Exercise details:
Transcribe all the entries word for word, but omit the images.
-- START Entries shown --
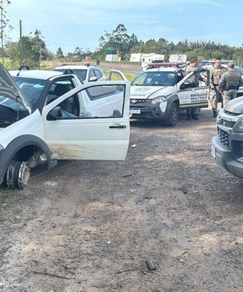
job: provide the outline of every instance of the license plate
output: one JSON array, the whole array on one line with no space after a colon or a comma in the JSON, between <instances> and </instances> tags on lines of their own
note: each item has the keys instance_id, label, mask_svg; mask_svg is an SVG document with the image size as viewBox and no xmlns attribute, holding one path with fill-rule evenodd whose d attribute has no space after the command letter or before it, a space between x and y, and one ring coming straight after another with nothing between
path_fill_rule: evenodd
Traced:
<instances>
[{"instance_id":1,"label":"license plate","mask_svg":"<svg viewBox=\"0 0 243 292\"><path fill-rule=\"evenodd\" d=\"M215 158L216 157L216 148L214 145L213 145L212 144L211 145L211 151L213 157Z\"/></svg>"},{"instance_id":2,"label":"license plate","mask_svg":"<svg viewBox=\"0 0 243 292\"><path fill-rule=\"evenodd\" d=\"M133 113L139 114L140 113L140 109L135 109L135 108L130 108L129 110L129 113L130 114L133 114Z\"/></svg>"}]
</instances>

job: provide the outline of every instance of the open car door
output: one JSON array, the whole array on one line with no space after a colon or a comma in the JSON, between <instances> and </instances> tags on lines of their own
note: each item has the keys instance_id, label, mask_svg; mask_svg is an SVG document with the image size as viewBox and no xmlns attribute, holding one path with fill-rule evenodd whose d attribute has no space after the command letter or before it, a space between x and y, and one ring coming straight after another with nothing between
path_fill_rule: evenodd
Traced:
<instances>
[{"instance_id":1,"label":"open car door","mask_svg":"<svg viewBox=\"0 0 243 292\"><path fill-rule=\"evenodd\" d=\"M177 84L177 91L180 101L180 109L207 108L209 96L209 74L208 74L206 83L199 81L197 87L190 87L187 80L195 73L188 74Z\"/></svg>"},{"instance_id":2,"label":"open car door","mask_svg":"<svg viewBox=\"0 0 243 292\"><path fill-rule=\"evenodd\" d=\"M56 159L125 159L130 84L97 81L73 89L44 107L45 140Z\"/></svg>"}]
</instances>

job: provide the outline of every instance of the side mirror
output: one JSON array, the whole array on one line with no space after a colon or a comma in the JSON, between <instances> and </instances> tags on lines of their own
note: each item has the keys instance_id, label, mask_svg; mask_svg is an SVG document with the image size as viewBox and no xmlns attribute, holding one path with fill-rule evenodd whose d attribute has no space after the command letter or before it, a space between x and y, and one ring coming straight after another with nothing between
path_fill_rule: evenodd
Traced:
<instances>
[{"instance_id":1,"label":"side mirror","mask_svg":"<svg viewBox=\"0 0 243 292\"><path fill-rule=\"evenodd\" d=\"M89 82L97 81L98 79L98 77L95 77L94 76L93 76L93 77L90 77L90 78L88 79L88 81Z\"/></svg>"},{"instance_id":2,"label":"side mirror","mask_svg":"<svg viewBox=\"0 0 243 292\"><path fill-rule=\"evenodd\" d=\"M48 121L55 121L62 117L62 110L60 107L54 108L47 115Z\"/></svg>"}]
</instances>

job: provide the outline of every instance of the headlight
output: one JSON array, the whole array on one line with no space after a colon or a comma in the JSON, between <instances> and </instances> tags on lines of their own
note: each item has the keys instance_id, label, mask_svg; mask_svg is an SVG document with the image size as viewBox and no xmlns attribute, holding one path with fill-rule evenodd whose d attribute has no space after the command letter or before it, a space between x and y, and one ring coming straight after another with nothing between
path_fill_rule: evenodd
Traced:
<instances>
[{"instance_id":1,"label":"headlight","mask_svg":"<svg viewBox=\"0 0 243 292\"><path fill-rule=\"evenodd\" d=\"M153 105L156 105L158 102L164 102L165 101L167 101L167 100L168 99L165 96L158 96L157 97L153 98L151 100L151 103Z\"/></svg>"},{"instance_id":2,"label":"headlight","mask_svg":"<svg viewBox=\"0 0 243 292\"><path fill-rule=\"evenodd\" d=\"M239 118L233 127L234 132L243 132L243 118Z\"/></svg>"},{"instance_id":3,"label":"headlight","mask_svg":"<svg viewBox=\"0 0 243 292\"><path fill-rule=\"evenodd\" d=\"M216 122L217 124L221 124L221 118L219 116L218 116L216 119Z\"/></svg>"}]
</instances>

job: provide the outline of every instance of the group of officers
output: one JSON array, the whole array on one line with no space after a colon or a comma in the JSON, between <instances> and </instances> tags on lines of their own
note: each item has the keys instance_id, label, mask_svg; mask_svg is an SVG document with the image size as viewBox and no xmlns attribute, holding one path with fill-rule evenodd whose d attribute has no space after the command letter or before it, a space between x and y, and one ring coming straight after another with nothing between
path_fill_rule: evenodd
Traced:
<instances>
[{"instance_id":1,"label":"group of officers","mask_svg":"<svg viewBox=\"0 0 243 292\"><path fill-rule=\"evenodd\" d=\"M185 70L186 75L191 72L194 74L187 81L191 87L198 87L199 81L207 82L206 78L201 75L202 71L209 70L207 68L202 68L198 66L198 59L193 57ZM217 116L217 109L220 97L222 99L222 108L227 102L236 97L239 88L243 86L243 80L240 74L234 70L233 62L229 62L227 69L222 66L221 58L217 58L214 66L210 69L210 95L209 100L212 104L213 116ZM187 110L187 120L191 119L198 120L200 109L192 109Z\"/></svg>"}]
</instances>

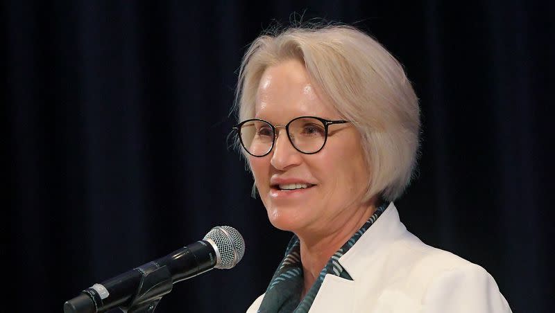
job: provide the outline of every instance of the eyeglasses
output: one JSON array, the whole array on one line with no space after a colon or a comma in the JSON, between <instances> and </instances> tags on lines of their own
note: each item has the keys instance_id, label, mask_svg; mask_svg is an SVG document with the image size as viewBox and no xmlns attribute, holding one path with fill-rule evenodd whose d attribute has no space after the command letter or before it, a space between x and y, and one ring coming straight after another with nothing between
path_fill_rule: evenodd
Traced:
<instances>
[{"instance_id":1,"label":"eyeglasses","mask_svg":"<svg viewBox=\"0 0 555 313\"><path fill-rule=\"evenodd\" d=\"M284 127L291 145L299 152L314 154L324 147L327 141L330 125L343 124L348 120L330 120L315 116L300 116L286 125L273 125L259 118L246 120L233 129L239 134L241 145L253 156L264 156L270 153L278 138L276 128Z\"/></svg>"}]
</instances>

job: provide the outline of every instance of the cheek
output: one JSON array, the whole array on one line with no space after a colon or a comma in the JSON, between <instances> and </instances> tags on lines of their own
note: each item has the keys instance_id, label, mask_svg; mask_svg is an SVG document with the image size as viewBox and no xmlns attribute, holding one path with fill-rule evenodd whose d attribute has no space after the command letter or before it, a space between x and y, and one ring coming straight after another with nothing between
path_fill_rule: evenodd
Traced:
<instances>
[{"instance_id":1,"label":"cheek","mask_svg":"<svg viewBox=\"0 0 555 313\"><path fill-rule=\"evenodd\" d=\"M268 185L266 180L268 180L268 167L269 166L270 161L268 158L264 156L257 158L253 156L249 156L248 163L250 165L250 169L253 171L255 181L257 183L257 186L259 188L261 186Z\"/></svg>"}]
</instances>

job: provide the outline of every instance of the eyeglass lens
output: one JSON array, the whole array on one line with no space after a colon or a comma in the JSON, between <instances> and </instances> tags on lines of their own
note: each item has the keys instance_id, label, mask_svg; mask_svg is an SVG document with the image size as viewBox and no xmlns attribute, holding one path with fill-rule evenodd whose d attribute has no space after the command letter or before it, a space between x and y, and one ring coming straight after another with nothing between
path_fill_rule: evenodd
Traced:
-- END Entries shown --
Response:
job: provide the outline of every instance of the license plate
output: one JSON array, the whole array on one line with no space after a colon or a comma in the JSON, between <instances> and </instances> tags on lines of their own
note: each item has the keys instance_id, label, mask_svg; mask_svg is an SVG document with the image size as viewBox and no xmlns attribute, holding one path with fill-rule evenodd whose d attribute has no space after the command letter or before it, a space between x and y, and one ring coming straight after another with nothing between
path_fill_rule: evenodd
Traced:
<instances>
[{"instance_id":1,"label":"license plate","mask_svg":"<svg viewBox=\"0 0 243 292\"><path fill-rule=\"evenodd\" d=\"M215 158L216 157L216 148L214 145L213 145L212 144L211 145L211 151L213 157Z\"/></svg>"},{"instance_id":2,"label":"license plate","mask_svg":"<svg viewBox=\"0 0 243 292\"><path fill-rule=\"evenodd\" d=\"M133 113L139 114L140 113L140 109L135 109L135 108L130 108L129 110L129 113L130 114L133 114Z\"/></svg>"}]
</instances>

job: provide the outline of every instance of the open car door
output: one JSON array, the whole array on one line with no space after a colon or a comma in the JSON, between <instances> and </instances> tags on lines of their own
note: each item has the keys instance_id, label, mask_svg; mask_svg is an SVG document with the image size as viewBox and no xmlns attribute, holding one path with fill-rule evenodd whose d attribute has no space after the command letter or before it, a space between x and y, and one ring coming straight after another with nothing between
path_fill_rule: evenodd
Traced:
<instances>
[{"instance_id":1,"label":"open car door","mask_svg":"<svg viewBox=\"0 0 243 292\"><path fill-rule=\"evenodd\" d=\"M177 84L177 91L180 101L180 109L207 108L209 96L209 74L208 74L206 83L199 81L197 87L190 87L187 80L195 73L188 74Z\"/></svg>"},{"instance_id":2,"label":"open car door","mask_svg":"<svg viewBox=\"0 0 243 292\"><path fill-rule=\"evenodd\" d=\"M56 159L125 159L130 84L97 81L73 89L44 107L45 140Z\"/></svg>"}]
</instances>

job: provide the outline of every instance of the side mirror
output: one JSON array, the whole array on one line with no space after a colon or a comma in the JSON, between <instances> and </instances> tags on lines of their own
note: each item has the keys instance_id, label, mask_svg; mask_svg is an SVG document with the image size as viewBox and no xmlns attribute, holding one path with fill-rule evenodd whose d attribute has no space after the command letter or before it, a space between x and y, and one ring coming straight after another with nothing between
path_fill_rule: evenodd
Traced:
<instances>
[{"instance_id":1,"label":"side mirror","mask_svg":"<svg viewBox=\"0 0 243 292\"><path fill-rule=\"evenodd\" d=\"M89 82L97 81L98 79L98 77L95 77L94 76L93 76L93 77L90 77L90 78L88 79L88 81Z\"/></svg>"},{"instance_id":2,"label":"side mirror","mask_svg":"<svg viewBox=\"0 0 243 292\"><path fill-rule=\"evenodd\" d=\"M48 121L55 121L62 117L62 110L60 107L54 108L47 115Z\"/></svg>"}]
</instances>

job: provide the outline of every instance of the headlight
output: one JSON array, the whole array on one line with no space after a colon or a comma in the JSON, between <instances> and </instances> tags on lines of their own
note: each item has the keys instance_id, label, mask_svg; mask_svg is an SVG document with the image size as viewBox and no xmlns attribute, holding one path with fill-rule evenodd whose d attribute has no space after the command letter or before it, a space between x and y, and one ring coming straight after another with nothing between
path_fill_rule: evenodd
Traced:
<instances>
[{"instance_id":1,"label":"headlight","mask_svg":"<svg viewBox=\"0 0 243 292\"><path fill-rule=\"evenodd\" d=\"M153 105L156 105L158 102L164 102L165 101L167 101L167 100L168 99L165 96L158 96L157 97L153 98L151 100L151 103Z\"/></svg>"},{"instance_id":2,"label":"headlight","mask_svg":"<svg viewBox=\"0 0 243 292\"><path fill-rule=\"evenodd\" d=\"M239 118L233 127L234 132L243 132L243 118Z\"/></svg>"},{"instance_id":3,"label":"headlight","mask_svg":"<svg viewBox=\"0 0 243 292\"><path fill-rule=\"evenodd\" d=\"M216 122L217 124L221 124L221 118L219 116L218 116L216 119Z\"/></svg>"}]
</instances>

job: provide the outline of every instance of the group of officers
output: one JSON array, the whole array on one line with no space after a colon or a comma in the JSON, between <instances> and </instances> tags on lines of their own
note: each item has the keys instance_id, label, mask_svg; mask_svg is an SVG document with the image size as viewBox and no xmlns attribute, holding one path with fill-rule evenodd whose d attribute has no space after the command letter or before it, a space between x and y, and one ring coming straight after another with nothing between
path_fill_rule: evenodd
Traced:
<instances>
[{"instance_id":1,"label":"group of officers","mask_svg":"<svg viewBox=\"0 0 243 292\"><path fill-rule=\"evenodd\" d=\"M185 70L186 75L191 72L194 74L187 81L191 87L198 87L199 81L207 82L206 78L201 75L202 71L209 70L207 68L202 68L198 66L198 59L193 57ZM217 116L217 109L220 97L222 99L222 108L227 102L236 97L239 88L243 86L243 80L240 74L234 70L233 62L229 62L227 69L222 66L221 58L217 58L214 66L210 69L210 95L209 100L212 104L213 116ZM187 110L187 120L191 119L198 120L200 109L192 109Z\"/></svg>"}]
</instances>

job: provide the outline of every instance of the eyeglasses
output: one JSON array, the whole array on one line with no space after a colon or a comma in the JSON, between <instances> and </instances> tags on lines of their own
note: each item has the keys instance_id, label, mask_svg; mask_svg is an SVG document with the image size as viewBox and no xmlns attribute, holding one path with fill-rule evenodd whose d attribute has no space after the command letter or before it, a space between x and y, and one ring coming straight after another with nothing between
path_fill_rule: evenodd
Traced:
<instances>
[{"instance_id":1,"label":"eyeglasses","mask_svg":"<svg viewBox=\"0 0 555 313\"><path fill-rule=\"evenodd\" d=\"M284 127L291 145L299 152L314 154L324 147L327 141L330 125L343 124L348 120L330 120L315 116L300 116L286 125L273 125L259 118L246 120L233 129L239 134L241 145L253 156L264 156L270 153L278 138L276 128Z\"/></svg>"}]
</instances>

job: provide the outline of every instance of the cheek
output: one JSON array, the whole array on one line with no space after a colon or a comma in the JSON, between <instances> and </instances> tags on lines of their own
note: each item has the keys instance_id, label, mask_svg; mask_svg is an SVG document with the image size as viewBox and no xmlns attribute, holding one path with fill-rule evenodd whose d attribute has no space after the command letter or before it, a space between x and y, and one ring coming straight after another with nothing between
path_fill_rule: evenodd
Traced:
<instances>
[{"instance_id":1,"label":"cheek","mask_svg":"<svg viewBox=\"0 0 555 313\"><path fill-rule=\"evenodd\" d=\"M268 185L266 180L268 180L268 167L269 166L270 161L268 158L264 156L257 158L253 156L249 156L248 163L250 165L250 169L253 171L255 181L257 183L257 186L259 188L261 186Z\"/></svg>"}]
</instances>

job: provide the outline of every instance of the eyeglass lens
output: one JSON array, the whole array on one line with no space after a colon or a comma in the JSON, between <instances> and </instances> tags on lines of their own
note: each item has the keys instance_id, label, mask_svg; mask_svg is an SVG document with the image size as viewBox and no xmlns attribute, holding one path with fill-rule evenodd whose d attribute has no space after the command letter or before it, a space between x and y, and one ring coming straight after another with nothing between
path_fill_rule: evenodd
Traced:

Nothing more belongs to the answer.